**Göreviniz**
Aşağıdaki aklıselim konulu yazıda "Aklıselime dönüş mümkün" ifadesinden "devam edileceği anlaşılıyor." ifadesine kadar uzanan bölümü, her iki ifade de dahil olmak üzere aynen alıntılayın.

**Alıntı metin**
Aklıselime dönüş mümkün mü?
Fıtrat ve vicdanla da yakından ilgili olan aklıselim; davranış, karar verme ve uygulamada doğruyu yanlıştan, iyiyi kötüden ayırabilen akıl demektir. Bu kabiliyeti gösterene de, aklıselim sahibi diyoruz. Söze niçin buradan başladık? Açık değil mi? Türkiye’miz göz göre göre kapana düşürüldü. Çünkü ülkemizi yöneten siyasetin, aklıselimin doğru dediğini değil, yanlış dediğini seçmesi bu sonucu doğurmuştur. Temel yanlış ise, egemenliğin yegâne sahibi ve bir bütün olan Türk Milletinin, etnik ve mezheplere göre ayrıştırılması siyasetiydi. İç çatışma demek olan bu siyasete devam edileceği anlaşılıyor.
Hatırlayalım; Cumhurbaşkanı olan Erdoğan, Başbakan Davutoğlu’na öncelikle şu üç görevi devretmişti; bunlar: 1) Türk adını Anayasadan çıkarıp devletin tapusunu iptal ederek bölüşülmesinin yolunu açacak olan “anayasanın değiştirilmesi”, 2) Türkiye’nin bölünmesi sonucunu doğuracağı belli olan, Oslo ve İmralı’da KCK-PKK bölücü terör örgütüyle varılan mutabakatın, kısa adıyla “Barış sürecinin” gerçekleştirilmesi, 3) Kuvvetler ayrılığına dayalı devlet yapısını ve kurumların daha da zayıflatılması sonucunu doğuracağı belli olan “paralel yapıyla” mücadele edilmesi
Bu üç görevi özetleyecek olursak, hepsinin de, Türk Milletinin kurucusu ve sahibi olduğu millî ve üniter Türkiye Cumhuriyetinin paylaşılması sonucunu doğuracak düzenlemelerden oluştuğunu görüyoruz. Demek ki, 2002’den itibaren sürdürülen bu siyasetin son durağı burasıymış. Nitekim Suriye’deki çatışmaları bahane eden bölücü terör örgütü, son günlerde yaygın olarak bayrağımızı ayaklar altına almakta, Devletimizin kurucusu Büyük Atatürk’ün büst ve heykellerini yıkmakta, masum insanlarımızı katletmekte, İstanbul dahil birçok şehrimizi yakmakta ve yıkmaktadır. Bu arada, Doğu ve Güneydoğu’da özellikle kamu binaları ve görevlilerinin hedef seçilmesinin kendilerine “egemenlik alanı” açmaya matuf olduğu anlaşılıyor. Basında yer alan bilgilere göre; 35 vatandaşımız öldürülmüş, 556 (340 özel, 216 resmi) araç, 72 okul, 3 bin işyeri, 190 banka şubesi, 263 kamu, 80 siyasi parti binası ve 30 öğrenci yurdu yakılıp yıkılmış, birçok akaryakıt istasyonu ateşe verilmiştir. İstanbul’da dahi işyerlerinin ve belediye otobüslerinin yakılması Tv ekranlarında canlı yayınla duyurulurken, olay yerinde güvenlik güçlerinin bulunmaması, istihbarat zaafı olarak değil, siyasetin gereği olarak görülmek gerekir. Vatanın bütünlüğüne, Milletin birliğine, Devletin tekliği ve bağımsızlığına, vatandaşın can ve mal güvenliğine, kamu düzeni ve kanun hakimiyetine yönelik, büyük boyutlu terör saldırılarının, bazı yetkililer tarafından “süreç devam edecektir. Kimse süreci durduramaz” şeklindeki açıklanması da, aynı çerçevede ele alınmalıdır. Bu durumda ya, ihanete gidişin hâlâ fark edilmediği veya bu gidişin ihanet sayılmadığı anlaşılmaktadır.

**Gösterilen veriler**
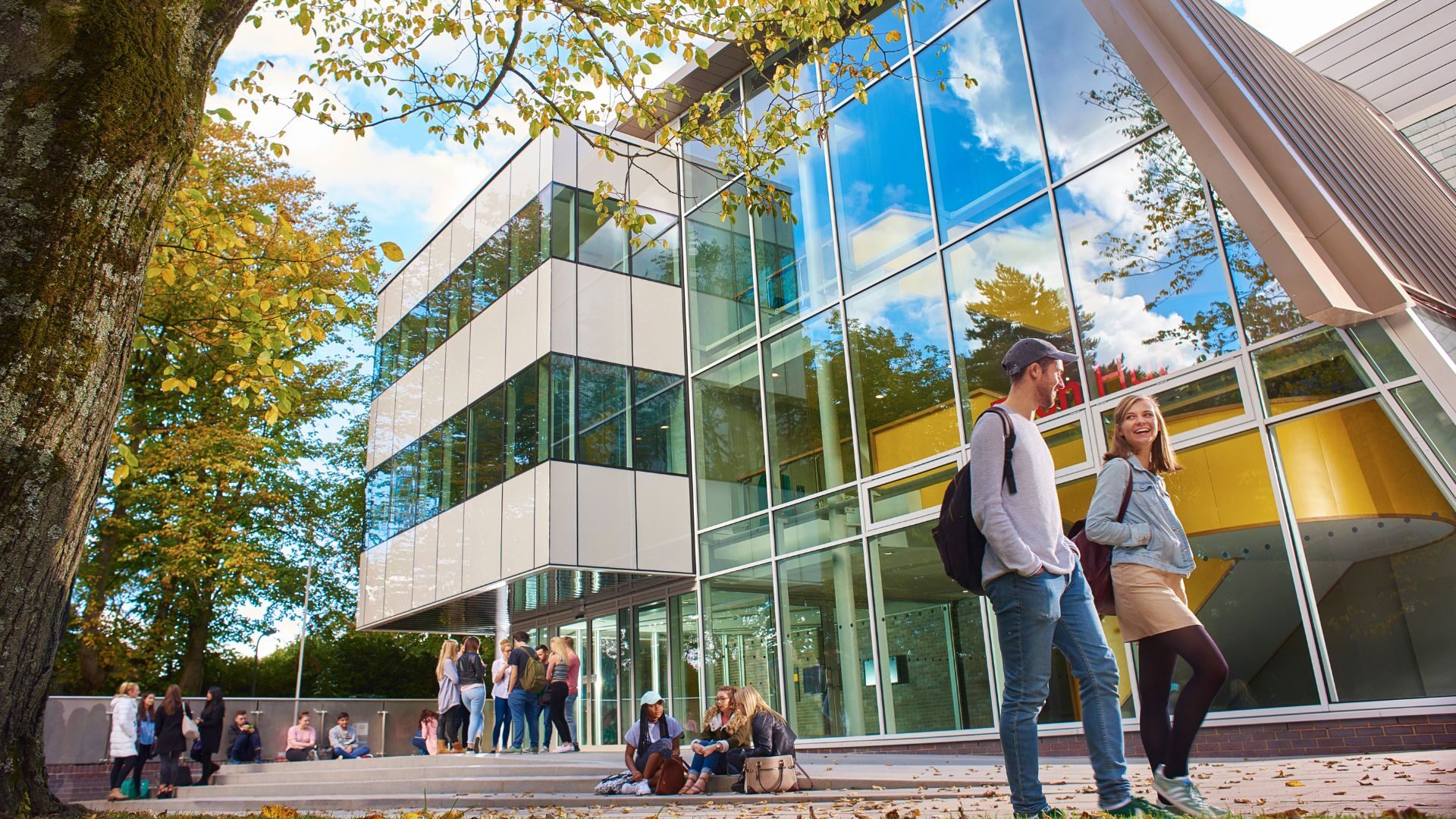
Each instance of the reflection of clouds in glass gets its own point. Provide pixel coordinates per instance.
(998, 105)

**Doğru yanıt**
Aklıselime dönüş mümkün mü?
Fıtrat ve vicdanla da yakından ilgili olan aklıselim; davranış, karar verme ve uygulamada doğruyu yanlıştan, iyiyi kötüden ayırabilen akıl demektir. Bu kabiliyeti gösterene de, aklıselim sahibi diyoruz. Söze niçin buradan başladık? Açık değil mi? Türkiye’miz göz göre göre kapana düşürüldü. Çünkü ülkemizi yöneten siyasetin, aklıselimin doğru dediğini değil, yanlış dediğini seçmesi bu sonucu doğurmuştur. Temel yanlış ise, egemenliğin yegâne sahibi ve bir bütün olan Türk Milletinin, etnik ve mezheplere göre ayrıştırılması siyasetiydi. İç çatışma demek olan bu siyasete devam edileceği anlaşılıyor.